**Brief:**
Below are some entries. Repeat exactly the lines from the one with "Practice. For this step, pick out the dirt" through the one with "Practice. For this step, pick out the foliage", and only those.

**Entries provided:**
·····
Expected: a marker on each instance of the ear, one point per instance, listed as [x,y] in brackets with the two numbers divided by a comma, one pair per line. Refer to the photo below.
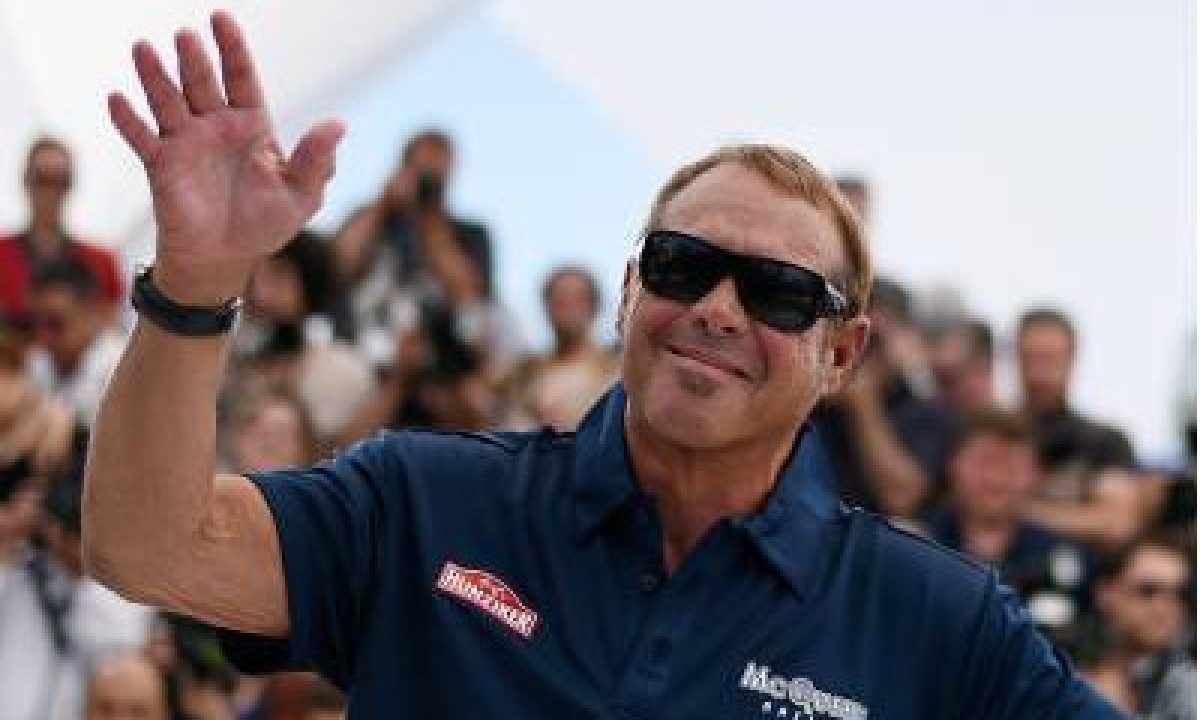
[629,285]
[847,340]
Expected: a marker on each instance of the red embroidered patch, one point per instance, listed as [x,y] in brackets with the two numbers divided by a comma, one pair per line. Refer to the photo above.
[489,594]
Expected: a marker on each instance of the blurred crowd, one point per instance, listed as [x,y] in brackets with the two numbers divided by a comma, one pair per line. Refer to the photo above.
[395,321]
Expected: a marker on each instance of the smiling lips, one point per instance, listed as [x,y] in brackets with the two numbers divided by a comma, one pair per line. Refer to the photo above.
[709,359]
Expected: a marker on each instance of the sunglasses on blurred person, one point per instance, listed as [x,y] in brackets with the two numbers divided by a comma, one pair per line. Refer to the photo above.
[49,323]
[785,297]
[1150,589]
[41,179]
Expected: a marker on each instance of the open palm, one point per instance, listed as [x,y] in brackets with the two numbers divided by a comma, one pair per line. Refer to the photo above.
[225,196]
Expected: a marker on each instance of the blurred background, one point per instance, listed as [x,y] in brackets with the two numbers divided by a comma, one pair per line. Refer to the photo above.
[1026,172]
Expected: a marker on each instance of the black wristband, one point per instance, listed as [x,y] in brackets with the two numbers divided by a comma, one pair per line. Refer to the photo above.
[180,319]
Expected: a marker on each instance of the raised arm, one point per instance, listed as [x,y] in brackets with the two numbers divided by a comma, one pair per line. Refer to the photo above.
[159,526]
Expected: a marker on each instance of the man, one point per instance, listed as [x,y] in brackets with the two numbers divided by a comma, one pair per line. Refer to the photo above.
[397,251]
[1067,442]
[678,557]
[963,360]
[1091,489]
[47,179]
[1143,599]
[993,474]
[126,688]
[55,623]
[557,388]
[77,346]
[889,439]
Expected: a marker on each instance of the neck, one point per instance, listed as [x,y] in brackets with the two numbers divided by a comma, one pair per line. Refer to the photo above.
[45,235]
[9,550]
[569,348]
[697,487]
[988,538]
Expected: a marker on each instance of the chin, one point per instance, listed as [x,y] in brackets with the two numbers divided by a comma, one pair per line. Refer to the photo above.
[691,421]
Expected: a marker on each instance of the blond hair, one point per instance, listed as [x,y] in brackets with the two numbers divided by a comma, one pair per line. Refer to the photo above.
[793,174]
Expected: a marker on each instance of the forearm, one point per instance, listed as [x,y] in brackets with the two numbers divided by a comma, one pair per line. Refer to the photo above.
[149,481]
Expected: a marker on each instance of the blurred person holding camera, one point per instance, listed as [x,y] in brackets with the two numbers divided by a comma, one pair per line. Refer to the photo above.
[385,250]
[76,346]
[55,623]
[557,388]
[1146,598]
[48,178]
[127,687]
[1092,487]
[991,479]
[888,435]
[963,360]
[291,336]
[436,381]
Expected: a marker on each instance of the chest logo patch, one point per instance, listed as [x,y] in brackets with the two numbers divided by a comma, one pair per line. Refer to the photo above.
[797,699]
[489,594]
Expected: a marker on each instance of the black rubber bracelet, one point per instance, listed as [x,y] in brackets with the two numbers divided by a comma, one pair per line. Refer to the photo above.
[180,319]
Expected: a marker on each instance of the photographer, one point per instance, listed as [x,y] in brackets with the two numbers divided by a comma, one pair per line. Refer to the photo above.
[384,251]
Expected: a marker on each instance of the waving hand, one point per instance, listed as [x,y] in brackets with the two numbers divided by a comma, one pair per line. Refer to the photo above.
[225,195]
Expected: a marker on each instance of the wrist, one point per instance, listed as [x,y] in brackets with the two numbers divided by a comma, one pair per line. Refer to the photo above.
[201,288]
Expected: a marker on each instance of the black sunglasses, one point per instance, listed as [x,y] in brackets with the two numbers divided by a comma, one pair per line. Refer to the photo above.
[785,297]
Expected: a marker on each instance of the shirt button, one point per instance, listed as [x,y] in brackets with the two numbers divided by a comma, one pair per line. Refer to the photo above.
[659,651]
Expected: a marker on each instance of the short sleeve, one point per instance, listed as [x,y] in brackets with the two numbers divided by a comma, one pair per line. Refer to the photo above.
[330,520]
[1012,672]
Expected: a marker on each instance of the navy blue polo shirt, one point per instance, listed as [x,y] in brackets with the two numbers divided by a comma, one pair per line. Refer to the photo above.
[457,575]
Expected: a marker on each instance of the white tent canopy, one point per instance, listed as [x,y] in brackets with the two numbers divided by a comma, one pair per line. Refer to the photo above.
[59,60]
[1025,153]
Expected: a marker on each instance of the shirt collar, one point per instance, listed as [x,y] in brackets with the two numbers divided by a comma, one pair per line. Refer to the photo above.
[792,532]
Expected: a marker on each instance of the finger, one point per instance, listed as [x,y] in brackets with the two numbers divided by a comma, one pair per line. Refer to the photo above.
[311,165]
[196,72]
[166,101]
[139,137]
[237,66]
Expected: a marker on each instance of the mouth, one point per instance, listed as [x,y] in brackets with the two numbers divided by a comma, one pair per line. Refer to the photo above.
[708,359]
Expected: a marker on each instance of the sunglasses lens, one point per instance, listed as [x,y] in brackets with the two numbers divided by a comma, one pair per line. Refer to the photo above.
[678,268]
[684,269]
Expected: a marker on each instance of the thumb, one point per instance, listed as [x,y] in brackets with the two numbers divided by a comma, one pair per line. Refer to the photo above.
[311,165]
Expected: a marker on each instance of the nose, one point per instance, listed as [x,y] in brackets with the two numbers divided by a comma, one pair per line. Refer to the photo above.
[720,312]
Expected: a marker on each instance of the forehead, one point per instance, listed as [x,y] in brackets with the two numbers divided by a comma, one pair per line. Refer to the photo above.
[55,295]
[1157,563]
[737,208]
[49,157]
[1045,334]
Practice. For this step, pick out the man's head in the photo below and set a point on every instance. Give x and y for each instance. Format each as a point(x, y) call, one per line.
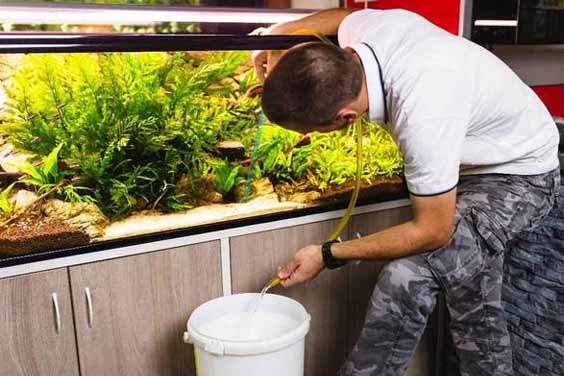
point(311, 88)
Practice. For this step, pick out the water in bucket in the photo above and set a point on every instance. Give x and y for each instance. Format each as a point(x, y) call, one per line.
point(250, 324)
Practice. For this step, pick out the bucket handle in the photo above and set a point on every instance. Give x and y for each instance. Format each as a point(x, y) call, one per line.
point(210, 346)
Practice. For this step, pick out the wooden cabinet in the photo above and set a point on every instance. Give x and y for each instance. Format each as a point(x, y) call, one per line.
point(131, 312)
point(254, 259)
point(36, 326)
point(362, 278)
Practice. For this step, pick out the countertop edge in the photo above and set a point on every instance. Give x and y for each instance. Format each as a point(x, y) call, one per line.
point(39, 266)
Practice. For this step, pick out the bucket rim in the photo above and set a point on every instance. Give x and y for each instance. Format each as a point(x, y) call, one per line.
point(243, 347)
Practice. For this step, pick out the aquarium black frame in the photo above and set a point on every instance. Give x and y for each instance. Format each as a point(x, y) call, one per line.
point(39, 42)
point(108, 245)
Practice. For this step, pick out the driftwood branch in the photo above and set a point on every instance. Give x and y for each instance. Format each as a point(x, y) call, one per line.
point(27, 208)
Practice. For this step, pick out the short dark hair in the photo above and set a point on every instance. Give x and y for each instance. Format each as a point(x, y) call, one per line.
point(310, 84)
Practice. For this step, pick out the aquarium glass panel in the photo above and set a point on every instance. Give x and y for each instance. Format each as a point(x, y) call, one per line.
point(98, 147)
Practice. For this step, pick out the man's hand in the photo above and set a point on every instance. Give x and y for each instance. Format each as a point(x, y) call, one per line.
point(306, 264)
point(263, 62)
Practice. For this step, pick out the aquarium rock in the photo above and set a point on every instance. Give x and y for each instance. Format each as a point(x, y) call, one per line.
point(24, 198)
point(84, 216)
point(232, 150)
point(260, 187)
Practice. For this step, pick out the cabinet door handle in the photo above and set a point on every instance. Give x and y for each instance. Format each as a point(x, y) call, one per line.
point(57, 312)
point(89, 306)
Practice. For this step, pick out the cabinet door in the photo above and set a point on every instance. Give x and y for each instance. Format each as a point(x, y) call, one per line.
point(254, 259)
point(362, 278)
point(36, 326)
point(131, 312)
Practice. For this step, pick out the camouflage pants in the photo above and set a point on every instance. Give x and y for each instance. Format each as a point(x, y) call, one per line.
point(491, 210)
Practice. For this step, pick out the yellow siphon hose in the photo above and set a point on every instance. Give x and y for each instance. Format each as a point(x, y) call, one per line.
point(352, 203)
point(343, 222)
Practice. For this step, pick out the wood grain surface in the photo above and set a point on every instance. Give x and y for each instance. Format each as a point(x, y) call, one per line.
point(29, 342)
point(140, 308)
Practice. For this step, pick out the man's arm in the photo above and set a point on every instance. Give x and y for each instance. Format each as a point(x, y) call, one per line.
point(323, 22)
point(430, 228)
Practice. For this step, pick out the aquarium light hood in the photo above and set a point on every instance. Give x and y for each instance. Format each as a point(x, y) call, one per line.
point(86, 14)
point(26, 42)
·····
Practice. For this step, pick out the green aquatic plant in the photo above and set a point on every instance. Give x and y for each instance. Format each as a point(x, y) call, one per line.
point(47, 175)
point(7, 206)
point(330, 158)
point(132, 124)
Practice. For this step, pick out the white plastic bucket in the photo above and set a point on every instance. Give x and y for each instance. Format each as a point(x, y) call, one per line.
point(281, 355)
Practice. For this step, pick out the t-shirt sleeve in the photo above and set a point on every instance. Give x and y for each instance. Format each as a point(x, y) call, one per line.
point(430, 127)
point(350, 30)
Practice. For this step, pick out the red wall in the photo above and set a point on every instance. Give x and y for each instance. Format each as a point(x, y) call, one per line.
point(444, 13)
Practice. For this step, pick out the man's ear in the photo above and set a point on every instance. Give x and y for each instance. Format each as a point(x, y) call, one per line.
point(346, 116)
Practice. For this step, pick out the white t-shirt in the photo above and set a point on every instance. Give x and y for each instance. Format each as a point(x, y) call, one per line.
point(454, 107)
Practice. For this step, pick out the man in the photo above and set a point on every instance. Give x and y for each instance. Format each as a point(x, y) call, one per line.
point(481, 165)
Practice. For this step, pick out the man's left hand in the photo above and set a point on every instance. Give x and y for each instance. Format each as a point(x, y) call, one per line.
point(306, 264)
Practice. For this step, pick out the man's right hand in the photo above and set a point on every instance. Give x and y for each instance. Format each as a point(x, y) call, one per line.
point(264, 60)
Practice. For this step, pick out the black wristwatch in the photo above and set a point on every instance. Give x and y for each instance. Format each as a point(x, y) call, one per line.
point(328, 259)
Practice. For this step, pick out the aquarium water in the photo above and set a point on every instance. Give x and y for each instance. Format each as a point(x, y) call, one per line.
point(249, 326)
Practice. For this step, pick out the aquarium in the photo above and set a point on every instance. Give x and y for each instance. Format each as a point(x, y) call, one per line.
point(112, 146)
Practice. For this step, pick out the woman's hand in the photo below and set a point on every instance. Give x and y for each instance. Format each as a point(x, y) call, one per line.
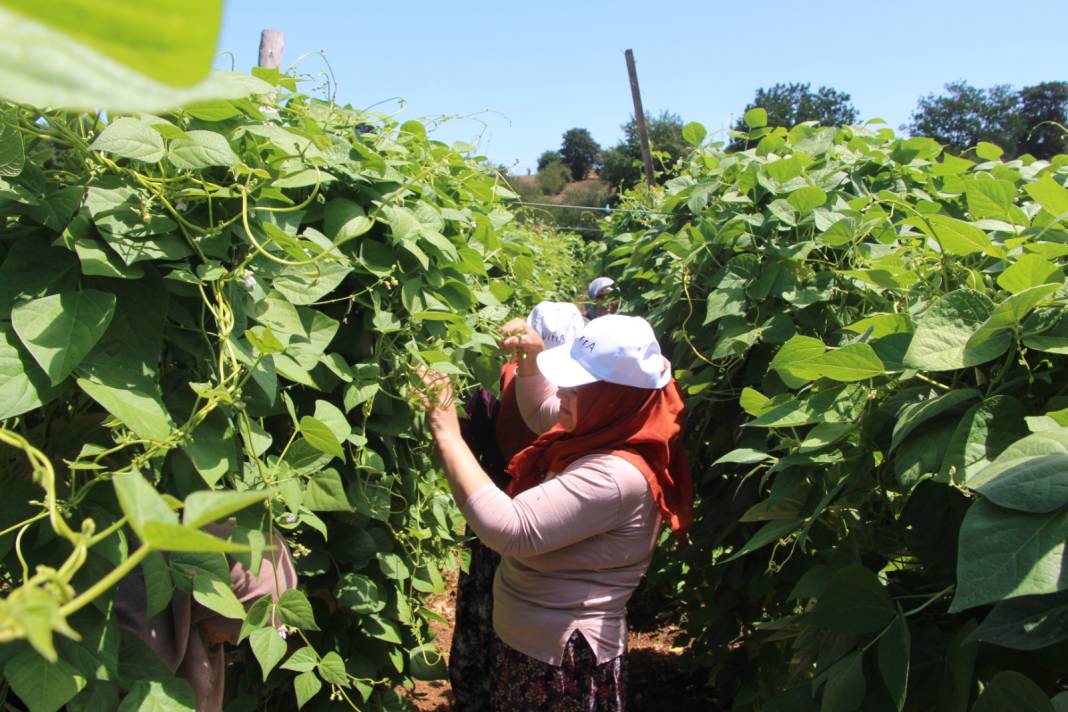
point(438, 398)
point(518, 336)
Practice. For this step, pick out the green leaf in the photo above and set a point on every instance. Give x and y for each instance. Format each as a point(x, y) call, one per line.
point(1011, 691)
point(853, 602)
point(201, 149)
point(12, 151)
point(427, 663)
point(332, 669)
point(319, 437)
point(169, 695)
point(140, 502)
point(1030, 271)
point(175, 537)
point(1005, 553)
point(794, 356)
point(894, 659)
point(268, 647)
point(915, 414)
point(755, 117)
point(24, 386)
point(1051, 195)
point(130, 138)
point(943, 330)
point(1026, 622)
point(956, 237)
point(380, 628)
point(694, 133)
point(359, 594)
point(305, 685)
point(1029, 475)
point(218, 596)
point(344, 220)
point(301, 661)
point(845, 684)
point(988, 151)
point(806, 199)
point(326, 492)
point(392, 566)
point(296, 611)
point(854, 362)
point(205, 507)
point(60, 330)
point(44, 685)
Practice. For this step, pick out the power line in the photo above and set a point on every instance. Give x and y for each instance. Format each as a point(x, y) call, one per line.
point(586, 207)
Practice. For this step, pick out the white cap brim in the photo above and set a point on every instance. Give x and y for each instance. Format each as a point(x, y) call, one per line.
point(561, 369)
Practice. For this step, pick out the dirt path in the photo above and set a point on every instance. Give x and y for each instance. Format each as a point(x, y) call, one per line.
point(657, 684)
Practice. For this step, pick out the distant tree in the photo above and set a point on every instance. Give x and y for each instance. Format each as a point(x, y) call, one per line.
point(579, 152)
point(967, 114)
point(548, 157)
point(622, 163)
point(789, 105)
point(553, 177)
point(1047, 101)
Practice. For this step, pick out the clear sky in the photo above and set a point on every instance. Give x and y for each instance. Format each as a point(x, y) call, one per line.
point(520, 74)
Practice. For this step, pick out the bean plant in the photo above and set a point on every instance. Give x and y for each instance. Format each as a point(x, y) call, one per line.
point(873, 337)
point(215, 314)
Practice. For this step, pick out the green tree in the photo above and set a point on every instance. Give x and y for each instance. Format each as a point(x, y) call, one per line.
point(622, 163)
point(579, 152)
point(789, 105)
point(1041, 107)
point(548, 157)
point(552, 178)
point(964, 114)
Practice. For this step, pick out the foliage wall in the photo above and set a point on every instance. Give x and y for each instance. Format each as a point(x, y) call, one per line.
·····
**Result of the task:**
Practice. For this step, pick out the dirt path in the photo above and set a point on every instance. Give x and y for each instance. Format each as a point(x, y) call, one per line.
point(657, 684)
Practice. For this step, pick out the distant tree in the photo above and set a point on every instance. Give x and y for each instance. Format each as a point(x, y) call, one per line.
point(579, 152)
point(967, 114)
point(548, 157)
point(622, 163)
point(789, 105)
point(553, 177)
point(1047, 101)
Practice. For this step, pick out the clear sky in the photo above and set a point on every instance. Give x and y for each instance. Format each as a point(x, y) call, one per line.
point(520, 74)
Practice. For this step, pick out the bean plant in the photo above and set a point on every instance. Give x and y for each instance. Format each as a point(x, y) call, one per line.
point(873, 337)
point(215, 314)
Practice. For this step, pick out the green tree in the photo above and set a point on every instance. Give x and y for each instance. Format each as a point(x, y) call, one per line.
point(622, 163)
point(579, 152)
point(789, 105)
point(1041, 107)
point(548, 157)
point(552, 178)
point(964, 114)
Practice. For this step, pick out the foliage wall in the photo above and set a point on every instance. Give x and y for each instance. Format each as a point(x, y) call, one per line.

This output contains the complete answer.